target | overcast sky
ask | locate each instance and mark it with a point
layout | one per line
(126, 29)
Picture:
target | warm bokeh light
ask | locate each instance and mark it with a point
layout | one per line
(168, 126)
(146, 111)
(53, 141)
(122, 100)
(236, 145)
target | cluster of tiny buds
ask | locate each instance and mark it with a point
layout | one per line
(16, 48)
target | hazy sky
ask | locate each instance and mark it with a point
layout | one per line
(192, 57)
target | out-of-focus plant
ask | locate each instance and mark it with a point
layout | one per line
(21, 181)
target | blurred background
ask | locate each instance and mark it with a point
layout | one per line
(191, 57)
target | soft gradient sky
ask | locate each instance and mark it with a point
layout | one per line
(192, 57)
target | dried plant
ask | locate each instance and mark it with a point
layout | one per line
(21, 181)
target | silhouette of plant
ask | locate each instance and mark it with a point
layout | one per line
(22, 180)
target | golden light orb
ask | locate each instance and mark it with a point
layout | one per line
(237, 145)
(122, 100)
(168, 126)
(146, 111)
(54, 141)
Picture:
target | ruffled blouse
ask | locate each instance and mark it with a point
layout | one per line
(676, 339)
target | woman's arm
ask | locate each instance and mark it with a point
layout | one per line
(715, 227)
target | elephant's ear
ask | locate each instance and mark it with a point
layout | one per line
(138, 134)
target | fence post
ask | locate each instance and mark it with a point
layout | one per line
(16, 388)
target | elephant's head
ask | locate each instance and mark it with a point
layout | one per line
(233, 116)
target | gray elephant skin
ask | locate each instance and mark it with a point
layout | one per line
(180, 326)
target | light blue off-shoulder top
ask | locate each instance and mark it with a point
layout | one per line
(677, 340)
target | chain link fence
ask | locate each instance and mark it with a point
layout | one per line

☆ ☆ ☆ ☆ ☆ ☆ ☆

## GOAL:
The required output is the exact sequence of lines from the one containing "target | woman's arm" through the end of the listing, both endpoints included.

## COMPLETE ANSWER:
target | woman's arm
ask | locate each instance and mark it with a point
layout | one per line
(715, 227)
target | elephant's ear
ask | locate each instance and mark it with a point
layout | one per line
(138, 134)
target | fence post
ask | locate each instance and mark it with a point
layout | one per line
(16, 388)
target | elephant's head
ask | locate each instance and mark it with a point
layout | one per line
(233, 116)
target | gray elephant skin
ask | locate each instance and mark it with a point
layout | one per line
(180, 326)
target | light blue off-shoulder top
ask | locate each instance and mark it with a point
layout | one per line
(677, 340)
target | chain link fence
ask | locate each instance and mark it with a point
layout | one per line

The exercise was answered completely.